BEGIN
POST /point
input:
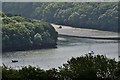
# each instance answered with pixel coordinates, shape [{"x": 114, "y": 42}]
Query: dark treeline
[
  {"x": 19, "y": 33},
  {"x": 88, "y": 67},
  {"x": 93, "y": 15}
]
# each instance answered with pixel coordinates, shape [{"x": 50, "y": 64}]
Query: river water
[{"x": 67, "y": 47}]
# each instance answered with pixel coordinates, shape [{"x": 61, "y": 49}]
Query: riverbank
[{"x": 85, "y": 33}]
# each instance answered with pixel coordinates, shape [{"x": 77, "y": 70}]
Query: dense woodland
[
  {"x": 19, "y": 33},
  {"x": 88, "y": 67},
  {"x": 94, "y": 15}
]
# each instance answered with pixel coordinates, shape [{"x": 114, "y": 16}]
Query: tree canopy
[
  {"x": 93, "y": 15},
  {"x": 19, "y": 33}
]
END
▸ Work instructions: Give back the entries verbatim but drop every picture.

▸ Written answer:
POST /point
input:
# each instance answered with pixel coordinates, shape [{"x": 114, "y": 42}]
Query: dark treeline
[
  {"x": 19, "y": 33},
  {"x": 88, "y": 67},
  {"x": 93, "y": 15}
]
# each instance answered with pixel coordinates, shape [{"x": 50, "y": 64}]
Query: river water
[{"x": 67, "y": 47}]
# each instance answered with pixel coordinates, shape [{"x": 61, "y": 49}]
Query: riverbank
[{"x": 85, "y": 33}]
# each instance answered with pixel coordinates, shape [{"x": 77, "y": 70}]
Query: dense woodland
[
  {"x": 19, "y": 33},
  {"x": 88, "y": 67},
  {"x": 94, "y": 15}
]
# each instance answered with pixel coordinates, shape [{"x": 114, "y": 16}]
Query: tree canopy
[
  {"x": 93, "y": 15},
  {"x": 19, "y": 33}
]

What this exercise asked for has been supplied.